↓↓↓
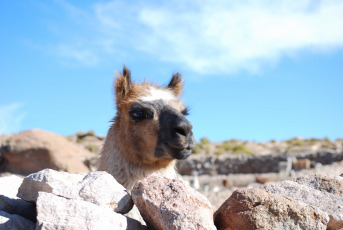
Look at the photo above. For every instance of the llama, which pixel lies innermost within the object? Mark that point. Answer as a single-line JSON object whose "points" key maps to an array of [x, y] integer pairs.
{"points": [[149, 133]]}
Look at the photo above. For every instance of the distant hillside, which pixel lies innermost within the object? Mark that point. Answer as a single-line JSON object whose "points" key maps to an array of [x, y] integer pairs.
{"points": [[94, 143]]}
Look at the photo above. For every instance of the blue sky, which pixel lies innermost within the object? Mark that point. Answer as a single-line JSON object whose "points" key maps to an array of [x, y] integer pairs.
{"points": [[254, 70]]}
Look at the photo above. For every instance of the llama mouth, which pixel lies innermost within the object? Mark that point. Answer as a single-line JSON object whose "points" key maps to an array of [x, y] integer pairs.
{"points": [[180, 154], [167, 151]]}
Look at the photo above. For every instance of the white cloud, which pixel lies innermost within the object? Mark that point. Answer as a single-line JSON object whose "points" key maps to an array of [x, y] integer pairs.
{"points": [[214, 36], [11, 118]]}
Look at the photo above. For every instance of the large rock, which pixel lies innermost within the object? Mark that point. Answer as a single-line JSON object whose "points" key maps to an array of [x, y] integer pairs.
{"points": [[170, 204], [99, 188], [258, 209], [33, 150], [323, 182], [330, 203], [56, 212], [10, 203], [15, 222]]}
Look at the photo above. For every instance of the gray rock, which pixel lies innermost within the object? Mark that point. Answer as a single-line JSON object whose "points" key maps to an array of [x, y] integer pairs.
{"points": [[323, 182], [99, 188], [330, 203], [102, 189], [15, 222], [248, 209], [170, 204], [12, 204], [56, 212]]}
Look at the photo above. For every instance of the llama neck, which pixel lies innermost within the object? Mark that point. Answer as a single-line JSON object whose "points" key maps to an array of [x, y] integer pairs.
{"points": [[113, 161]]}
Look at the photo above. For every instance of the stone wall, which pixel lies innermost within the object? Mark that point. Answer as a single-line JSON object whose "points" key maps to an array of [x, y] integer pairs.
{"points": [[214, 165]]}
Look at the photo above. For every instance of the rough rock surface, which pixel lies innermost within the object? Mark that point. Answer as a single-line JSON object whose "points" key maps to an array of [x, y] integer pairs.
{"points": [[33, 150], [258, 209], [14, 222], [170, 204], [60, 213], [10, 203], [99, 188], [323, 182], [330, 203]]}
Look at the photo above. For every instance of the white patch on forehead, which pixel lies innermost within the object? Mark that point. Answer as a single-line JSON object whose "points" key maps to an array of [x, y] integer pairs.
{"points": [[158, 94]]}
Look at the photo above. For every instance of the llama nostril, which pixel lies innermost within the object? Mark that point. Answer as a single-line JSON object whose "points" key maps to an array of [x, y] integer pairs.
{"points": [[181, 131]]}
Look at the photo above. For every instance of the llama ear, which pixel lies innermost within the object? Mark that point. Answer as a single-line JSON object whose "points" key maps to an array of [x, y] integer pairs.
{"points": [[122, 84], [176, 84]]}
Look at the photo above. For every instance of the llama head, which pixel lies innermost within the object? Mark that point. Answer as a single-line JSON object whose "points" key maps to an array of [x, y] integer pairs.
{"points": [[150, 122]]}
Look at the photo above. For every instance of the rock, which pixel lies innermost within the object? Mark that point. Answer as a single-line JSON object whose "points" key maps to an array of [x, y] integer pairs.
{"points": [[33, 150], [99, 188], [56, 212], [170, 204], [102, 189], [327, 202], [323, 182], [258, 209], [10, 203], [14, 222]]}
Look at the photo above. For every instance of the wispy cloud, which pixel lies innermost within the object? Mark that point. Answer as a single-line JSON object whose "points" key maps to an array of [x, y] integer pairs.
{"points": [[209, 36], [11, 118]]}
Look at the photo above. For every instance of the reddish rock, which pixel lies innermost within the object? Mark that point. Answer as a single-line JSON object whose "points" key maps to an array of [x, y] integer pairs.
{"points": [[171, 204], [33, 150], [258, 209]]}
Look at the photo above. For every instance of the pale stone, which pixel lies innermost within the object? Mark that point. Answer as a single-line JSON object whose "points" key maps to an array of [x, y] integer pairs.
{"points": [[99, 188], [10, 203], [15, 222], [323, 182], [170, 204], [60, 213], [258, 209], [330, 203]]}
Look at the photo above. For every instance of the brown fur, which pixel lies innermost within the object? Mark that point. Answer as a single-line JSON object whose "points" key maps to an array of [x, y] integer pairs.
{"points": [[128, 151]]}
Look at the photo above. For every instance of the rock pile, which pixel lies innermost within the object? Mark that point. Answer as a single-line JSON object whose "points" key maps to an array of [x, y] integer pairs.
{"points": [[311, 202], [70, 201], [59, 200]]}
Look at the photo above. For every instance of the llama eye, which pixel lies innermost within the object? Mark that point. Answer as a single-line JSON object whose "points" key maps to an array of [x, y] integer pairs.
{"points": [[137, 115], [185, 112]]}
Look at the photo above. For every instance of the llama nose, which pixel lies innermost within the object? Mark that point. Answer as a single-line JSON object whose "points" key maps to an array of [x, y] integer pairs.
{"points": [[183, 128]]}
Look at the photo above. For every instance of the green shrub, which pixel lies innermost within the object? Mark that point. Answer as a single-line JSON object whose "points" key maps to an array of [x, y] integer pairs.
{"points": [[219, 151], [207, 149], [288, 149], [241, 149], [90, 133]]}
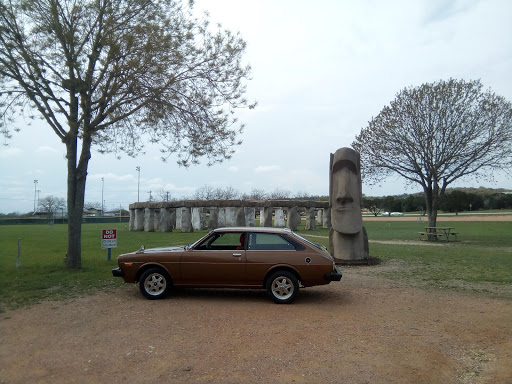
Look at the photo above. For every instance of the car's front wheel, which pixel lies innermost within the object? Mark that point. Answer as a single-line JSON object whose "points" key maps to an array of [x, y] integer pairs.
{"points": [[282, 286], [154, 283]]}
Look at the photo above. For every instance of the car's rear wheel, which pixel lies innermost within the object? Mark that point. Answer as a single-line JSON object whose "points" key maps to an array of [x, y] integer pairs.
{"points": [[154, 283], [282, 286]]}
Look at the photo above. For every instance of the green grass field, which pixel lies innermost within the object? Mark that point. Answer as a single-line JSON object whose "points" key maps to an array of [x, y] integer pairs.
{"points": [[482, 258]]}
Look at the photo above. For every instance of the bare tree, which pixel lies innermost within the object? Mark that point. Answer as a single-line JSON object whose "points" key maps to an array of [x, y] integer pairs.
↑↑↑
_Prompt:_ Convert the records above into a JSON list of strings with one string per line, dropping any blank lines. Leave out the pictures.

_The response:_
[
  "Look at the photo above. For every instance of the llama, which pixel lies innermost within the object? Mark that point. Answer as a single-line JSON object whose \"points\" key maps to an array of [x, y] integer pairs.",
  "{\"points\": [[149, 133]]}",
  "Look at the photo above. For every instance of the distant hillside, which pixel lies innermost within the object? Mark that point. Answer as a single-line JSON object whose \"points\" key maps to an array of [x, y] integer pairs.",
  "{\"points\": [[94, 143]]}",
  "Look at the photo above. For every instance of the blue sky, which pixel lies innermost within the object? Mark that point. Answer as a single-line JSON object whose \"points\" key maps to an array of [x, y] integer pairs.",
  "{\"points\": [[254, 70]]}",
  "Look at the photo above. For every instance of the llama mouth, which pixel lies innermost within the object? Mark that point. Answer as a single-line JSON object whose \"points\" key maps to an array of [x, y] integer pairs.",
  "{\"points\": [[180, 154], [167, 151]]}",
  "Look at the photo above. For every instance of the white cloud, which pixel lies innermost within the object? Mark that point. Answer as a single-line JSON object whose \"points\" key maps to an array of [x, y] integer pairs.",
  "{\"points\": [[214, 36], [11, 118]]}",
  "Look at the photo above. For every instance of the large rock, which pixel lies innermost within the object? Mark that point. Answer as a single-line JSON object whose \"points\" key maps to an array of [x, y] integer pairs.",
  "{\"points\": [[170, 204], [99, 188], [258, 209], [33, 150], [323, 182], [330, 203], [56, 212], [10, 203], [15, 222]]}",
  "Look at the photo above. For every instance of the gray rock, which pixel lies innermost within the object? Mark that point. Answer as a single-line JSON object whose \"points\" key maps to an array of [x, y] integer pairs.",
  "{\"points\": [[323, 182], [99, 188], [330, 203], [102, 189], [15, 222], [248, 209], [170, 204], [12, 204], [56, 212]]}",
  "Look at the photo above. For every instance of the llama neck, which pixel lies innermost within the object? Mark that point. Answer as a single-line JSON object whose \"points\" key maps to an array of [x, y] integer pairs.",
  "{\"points\": [[113, 161]]}",
  "Look at the photo above. For every instance of the stone wall, which pixel lies innermost within the object? Mark that point. Answer as a single-line JSON object whose \"points\" key maps to an array of [x, y] integer pairs.",
  "{\"points\": [[214, 165]]}",
  "Look at the photo above. For every instance of the rough rock surface, which pixel lies innermost within the object? Mark that point. Answer as a single-line JSON object whose \"points\" key maps to an array of [x, y] integer pairs.",
  "{\"points\": [[33, 150], [258, 209], [14, 222], [170, 204], [60, 213], [10, 203], [99, 188], [323, 182], [330, 203]]}",
  "Look at the photo above. For every instance of the white patch on forehead, which pixel lies innermost within the object? Mark that point. Answer as a single-line JSON object whose \"points\" key maps to an array of [x, y] integer pairs.",
  "{\"points\": [[158, 94]]}",
  "Look at the photo above. For every instance of the llama nostril, which pixel lies innermost within the object? Mark that point. Answer as a single-line JSON object whose \"points\" key maps to an array of [x, y] integer pairs.",
  "{\"points\": [[181, 131]]}",
  "Look at the photo above. For every instance of the llama ear, which pixel lies innermost within the object? Mark that point. Answer as a single-line JSON object whose \"points\" key maps to an array of [x, y] integer pairs.",
  "{\"points\": [[122, 84], [176, 84]]}",
  "Look at the photo above. For every instance of the llama head, which pixel lies innermost within the object? Mark that point. Answer as a single-line JSON object whose \"points\" key maps to an array of [x, y] integer pairs.",
  "{\"points\": [[150, 122]]}",
  "Look at the photo above. For every instance of the rock, which pixel lies innermost within the object? Mark that point. Answer as a single-line JSON object whose \"points\" key maps to an array of [x, y] integer pairs.",
  "{\"points\": [[33, 150], [99, 188], [56, 212], [170, 204], [102, 189], [327, 202], [323, 182], [258, 209], [10, 203], [14, 222]]}",
  "Look at the photo above. For every instance of the wispy cloud, which pixel lies innermost within the object? Mark that point. Answer as a single-line JSON object whose \"points\" key maps to an array of [x, y] integer pairs.",
  "{\"points\": [[209, 36], [11, 118]]}",
  "Look at the photo above. For every instance of the reddish rock, which pixel lies innermost within the object? Mark that point. Answer as a single-line JSON object whose \"points\" key maps to an array of [x, y] integer pairs.",
  "{\"points\": [[171, 204], [33, 150], [258, 209]]}",
  "Look at the photo above. For every instance of the pale stone, which pixel lies innermost within the object? Mark that point. Answer as a single-line JSON object whose \"points\" key maps to an array of [x, y] integer pairs.",
  "{\"points\": [[99, 188], [10, 203], [15, 222], [323, 182], [170, 204], [60, 213], [258, 209], [330, 203]]}",
  "Look at the photo above. For every instance of the brown fur, which pixel lies innermost within the object? Mark that point. Answer as a single-line JSON object whose \"points\" key maps to an array of [x, y] integer pairs.",
  "{\"points\": [[128, 151]]}",
  "Look at the photo above. For every instance of the rock pile, which pixel lies innermost within the object? Mark that point. Answer as a single-line JSON object whose \"points\" key maps to an array of [x, y] integer pairs.",
  "{\"points\": [[311, 202], [70, 201], [59, 200]]}",
  "Look at the photo above. For every instance of the llama eye, which pixel lies innermost within the object? Mark that point. Answer as a single-line JSON object whose \"points\" key maps to an array of [x, y] integer pairs.",
  "{\"points\": [[137, 115], [185, 112]]}",
  "Look at the photo above. For every instance of the llama nose, which pixel lies innermost within the object? Mark that point. Answer as a single-line JSON object whose \"points\" key maps to an array of [x, y] integer pairs.",
  "{\"points\": [[183, 128]]}",
  "Look at the photo above. For every instance of the green shrub, which pixel lies innermost within the object? Mark that point. Answer as a single-line JSON object whose \"points\" key maps to an array of [x, y] integer pairs.",
  "{\"points\": [[219, 151], [207, 149], [288, 149], [241, 149], [90, 133]]}",
  "Look at the photo above. For every instance of the car's front wheel, which pixel lies innermost within the object? Mark that point. Answer as a single-line JSON object whose \"points\" key maps to an array of [x, y] integer pairs.",
  "{\"points\": [[282, 286], [154, 283]]}",
  "Look at the photo above. For every instance of the car's rear wheel, which pixel lies innermost within the object? Mark that point. Answer as a single-line JSON object whose \"points\" key maps to an array of [x, y] integer pairs.",
  "{\"points\": [[154, 283], [282, 286]]}",
  "Look at the photo above. For every instance of the green grass field, which pixel lies innermost within the object? Mark that point. Answer as a single-line JSON object whose \"points\" key maps to an array of [x, y] integer pairs.",
  "{\"points\": [[482, 258]]}",
  "Look at the photo above. For every instance of the bare tree, which pixel lies innermost within the object? Mark that point. Answer as a single-line JSON object whose \"points\" key maps to an array of [x, y] integer pairs."
]